▶ _WHAT IS EXPECTED_
Copy out every line in the records below that contains the word "distant". Case counts.

####################

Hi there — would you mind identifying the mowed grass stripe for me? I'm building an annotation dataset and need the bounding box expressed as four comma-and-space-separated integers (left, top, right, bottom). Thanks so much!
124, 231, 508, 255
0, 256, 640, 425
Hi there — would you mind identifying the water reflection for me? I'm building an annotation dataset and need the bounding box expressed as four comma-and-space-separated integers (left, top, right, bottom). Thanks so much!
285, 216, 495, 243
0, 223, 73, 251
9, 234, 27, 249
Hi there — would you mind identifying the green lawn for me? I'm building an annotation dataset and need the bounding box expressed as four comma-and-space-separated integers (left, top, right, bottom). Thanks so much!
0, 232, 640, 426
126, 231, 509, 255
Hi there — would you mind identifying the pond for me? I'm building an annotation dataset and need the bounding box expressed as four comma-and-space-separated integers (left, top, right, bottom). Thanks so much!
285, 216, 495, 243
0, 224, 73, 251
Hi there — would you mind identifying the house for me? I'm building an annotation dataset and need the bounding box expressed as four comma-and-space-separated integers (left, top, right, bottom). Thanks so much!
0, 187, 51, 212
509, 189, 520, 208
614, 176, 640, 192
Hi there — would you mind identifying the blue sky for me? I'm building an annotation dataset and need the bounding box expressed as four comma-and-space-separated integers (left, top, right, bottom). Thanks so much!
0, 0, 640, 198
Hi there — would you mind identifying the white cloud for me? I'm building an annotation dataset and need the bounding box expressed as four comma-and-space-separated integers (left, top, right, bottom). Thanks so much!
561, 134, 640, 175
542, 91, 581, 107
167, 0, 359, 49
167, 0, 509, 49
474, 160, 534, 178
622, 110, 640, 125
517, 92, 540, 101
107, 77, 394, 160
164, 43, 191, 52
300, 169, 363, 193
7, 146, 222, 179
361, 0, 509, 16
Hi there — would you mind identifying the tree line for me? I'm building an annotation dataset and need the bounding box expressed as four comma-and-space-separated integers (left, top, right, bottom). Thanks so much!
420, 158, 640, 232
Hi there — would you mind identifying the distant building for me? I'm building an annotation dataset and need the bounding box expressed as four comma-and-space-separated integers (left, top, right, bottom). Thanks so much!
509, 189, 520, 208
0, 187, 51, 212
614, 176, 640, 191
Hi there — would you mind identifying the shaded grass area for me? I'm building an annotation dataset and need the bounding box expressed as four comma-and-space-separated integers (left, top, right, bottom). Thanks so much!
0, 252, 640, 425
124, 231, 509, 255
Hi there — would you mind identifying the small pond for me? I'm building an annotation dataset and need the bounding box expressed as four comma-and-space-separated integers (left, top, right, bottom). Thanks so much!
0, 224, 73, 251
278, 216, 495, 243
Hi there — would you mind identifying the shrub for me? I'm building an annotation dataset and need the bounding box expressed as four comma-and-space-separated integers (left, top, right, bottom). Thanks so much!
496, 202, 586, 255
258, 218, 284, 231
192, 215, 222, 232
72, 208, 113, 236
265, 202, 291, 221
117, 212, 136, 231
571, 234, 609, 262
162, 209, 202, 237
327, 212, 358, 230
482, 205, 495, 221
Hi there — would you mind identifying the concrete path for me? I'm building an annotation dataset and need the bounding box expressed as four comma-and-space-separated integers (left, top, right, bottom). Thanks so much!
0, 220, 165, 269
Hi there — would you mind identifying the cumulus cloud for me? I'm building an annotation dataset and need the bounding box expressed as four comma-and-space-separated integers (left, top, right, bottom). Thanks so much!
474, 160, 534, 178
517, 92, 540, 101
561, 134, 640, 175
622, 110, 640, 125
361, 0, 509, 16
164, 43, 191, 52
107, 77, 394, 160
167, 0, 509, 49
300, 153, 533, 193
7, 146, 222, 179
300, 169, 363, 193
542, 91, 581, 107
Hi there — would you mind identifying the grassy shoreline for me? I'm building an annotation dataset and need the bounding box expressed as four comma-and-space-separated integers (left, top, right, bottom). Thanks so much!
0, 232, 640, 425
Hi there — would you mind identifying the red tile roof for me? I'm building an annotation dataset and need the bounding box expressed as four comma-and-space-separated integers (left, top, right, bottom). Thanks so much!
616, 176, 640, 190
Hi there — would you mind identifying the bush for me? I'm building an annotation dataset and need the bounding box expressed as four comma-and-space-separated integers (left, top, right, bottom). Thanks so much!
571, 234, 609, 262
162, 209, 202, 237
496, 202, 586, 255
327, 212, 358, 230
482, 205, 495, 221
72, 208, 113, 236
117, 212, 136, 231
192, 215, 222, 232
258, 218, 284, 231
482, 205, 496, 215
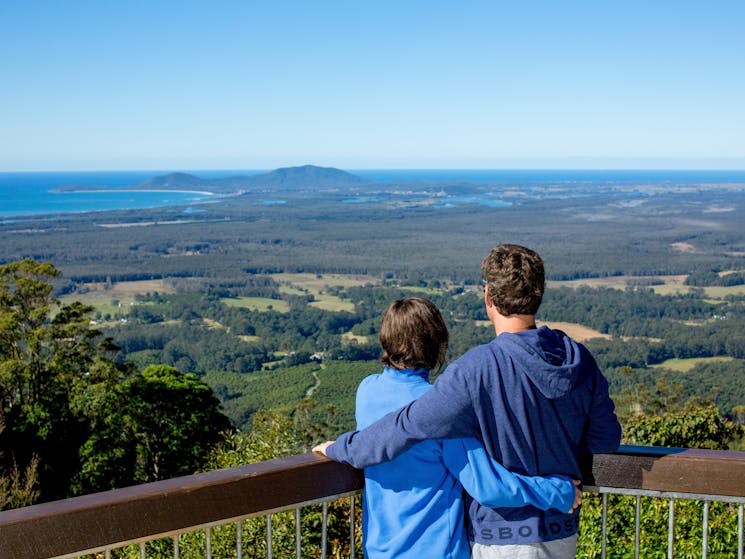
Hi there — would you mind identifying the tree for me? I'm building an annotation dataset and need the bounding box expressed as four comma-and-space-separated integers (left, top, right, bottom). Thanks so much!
624, 399, 745, 450
76, 365, 231, 491
0, 259, 127, 506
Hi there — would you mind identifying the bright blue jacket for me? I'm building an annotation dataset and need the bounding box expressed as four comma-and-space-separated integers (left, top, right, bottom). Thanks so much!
356, 368, 574, 559
327, 327, 621, 545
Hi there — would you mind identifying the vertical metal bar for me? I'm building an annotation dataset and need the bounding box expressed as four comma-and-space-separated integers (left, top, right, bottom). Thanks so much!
349, 495, 356, 559
600, 493, 608, 559
634, 495, 642, 559
667, 499, 675, 559
235, 520, 243, 559
266, 514, 272, 559
295, 507, 303, 559
737, 504, 745, 559
701, 501, 709, 559
321, 501, 326, 559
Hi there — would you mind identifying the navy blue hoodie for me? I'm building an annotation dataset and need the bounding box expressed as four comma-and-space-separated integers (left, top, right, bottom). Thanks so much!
327, 326, 621, 545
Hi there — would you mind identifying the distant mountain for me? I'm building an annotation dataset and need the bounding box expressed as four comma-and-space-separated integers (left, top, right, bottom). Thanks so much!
249, 165, 368, 190
55, 165, 368, 194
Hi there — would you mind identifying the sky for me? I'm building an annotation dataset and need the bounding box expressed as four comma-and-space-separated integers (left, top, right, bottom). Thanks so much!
0, 0, 745, 172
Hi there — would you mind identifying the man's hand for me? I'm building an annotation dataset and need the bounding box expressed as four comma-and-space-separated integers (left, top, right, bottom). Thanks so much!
568, 482, 582, 514
313, 441, 335, 456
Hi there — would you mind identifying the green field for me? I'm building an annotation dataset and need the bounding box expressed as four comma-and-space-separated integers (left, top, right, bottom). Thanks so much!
652, 357, 734, 373
222, 297, 290, 312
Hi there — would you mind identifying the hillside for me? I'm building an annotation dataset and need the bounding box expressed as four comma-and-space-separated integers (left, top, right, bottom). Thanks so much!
56, 165, 367, 194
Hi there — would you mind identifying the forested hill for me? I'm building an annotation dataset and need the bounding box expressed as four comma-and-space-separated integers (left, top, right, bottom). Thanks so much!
53, 165, 368, 194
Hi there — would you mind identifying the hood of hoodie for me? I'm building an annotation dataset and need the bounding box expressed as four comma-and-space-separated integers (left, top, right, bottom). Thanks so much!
497, 326, 587, 399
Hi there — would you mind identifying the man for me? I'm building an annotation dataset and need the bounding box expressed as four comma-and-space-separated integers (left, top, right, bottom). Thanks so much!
314, 244, 621, 559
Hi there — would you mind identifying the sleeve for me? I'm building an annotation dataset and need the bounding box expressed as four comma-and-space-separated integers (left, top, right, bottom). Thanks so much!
326, 362, 477, 468
584, 370, 621, 454
443, 438, 575, 512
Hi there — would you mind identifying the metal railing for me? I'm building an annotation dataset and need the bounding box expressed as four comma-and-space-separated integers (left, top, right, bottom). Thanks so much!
0, 446, 745, 559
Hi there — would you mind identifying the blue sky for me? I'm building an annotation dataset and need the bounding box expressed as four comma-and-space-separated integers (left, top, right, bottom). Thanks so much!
0, 0, 745, 171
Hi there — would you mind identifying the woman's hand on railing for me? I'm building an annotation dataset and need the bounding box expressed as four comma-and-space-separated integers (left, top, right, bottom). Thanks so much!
567, 479, 582, 514
313, 441, 335, 456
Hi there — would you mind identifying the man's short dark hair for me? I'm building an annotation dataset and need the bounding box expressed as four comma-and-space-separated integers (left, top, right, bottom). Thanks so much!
380, 297, 449, 370
481, 244, 546, 316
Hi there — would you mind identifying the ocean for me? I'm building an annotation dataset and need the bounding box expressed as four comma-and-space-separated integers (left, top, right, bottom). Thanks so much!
0, 169, 745, 218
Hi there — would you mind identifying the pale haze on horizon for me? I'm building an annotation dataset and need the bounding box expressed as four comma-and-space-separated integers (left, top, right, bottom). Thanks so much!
0, 0, 745, 172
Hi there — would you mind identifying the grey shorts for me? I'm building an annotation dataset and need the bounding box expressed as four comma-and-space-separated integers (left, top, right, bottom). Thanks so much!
471, 534, 577, 559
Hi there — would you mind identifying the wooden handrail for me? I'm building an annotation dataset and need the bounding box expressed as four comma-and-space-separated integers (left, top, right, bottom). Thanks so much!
0, 446, 745, 559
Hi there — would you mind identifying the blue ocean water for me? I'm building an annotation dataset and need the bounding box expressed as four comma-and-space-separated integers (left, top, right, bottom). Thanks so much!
0, 169, 745, 217
0, 171, 246, 217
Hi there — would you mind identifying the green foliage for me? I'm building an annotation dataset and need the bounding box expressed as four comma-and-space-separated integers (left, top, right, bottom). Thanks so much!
75, 365, 230, 492
577, 493, 738, 559
624, 400, 745, 450
0, 260, 127, 506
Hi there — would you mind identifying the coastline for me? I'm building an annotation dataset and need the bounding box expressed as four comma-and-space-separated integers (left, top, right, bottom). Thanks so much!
49, 187, 217, 196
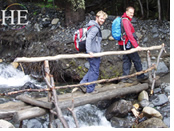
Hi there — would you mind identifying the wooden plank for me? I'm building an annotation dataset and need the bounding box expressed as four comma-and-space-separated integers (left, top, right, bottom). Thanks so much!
14, 44, 164, 62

####################

▶ _SOLUTION FOR THIS EXERCISE_
Hi there — would you mind identifying the distant building for me? I'm building an annotation dataset and need the bounding box expressed as four comma-and-space-separated integers (left, top, right, bottom). Thanks so much!
Hi there — would you mind identifying the distant mountain for me? I'm building an annotation dataset and need the bounding box expressed as four comma-and-space-separated integers (left, top, right, bottom). Thanks so much!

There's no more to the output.